§ What to work on
Can you give all the records again without altering a single character?

[Point-based annotation data]
▬▬▬

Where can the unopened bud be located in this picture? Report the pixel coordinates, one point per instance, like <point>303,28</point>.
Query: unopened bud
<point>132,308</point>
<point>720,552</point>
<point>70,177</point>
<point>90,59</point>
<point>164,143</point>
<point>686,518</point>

▬▬▬

§ Correct output
Where can the unopened bud be located in this picture? Report the pixel coordinates, one point per instance, like <point>303,28</point>.
Query: unopened bud
<point>132,308</point>
<point>720,552</point>
<point>70,177</point>
<point>90,59</point>
<point>164,143</point>
<point>686,518</point>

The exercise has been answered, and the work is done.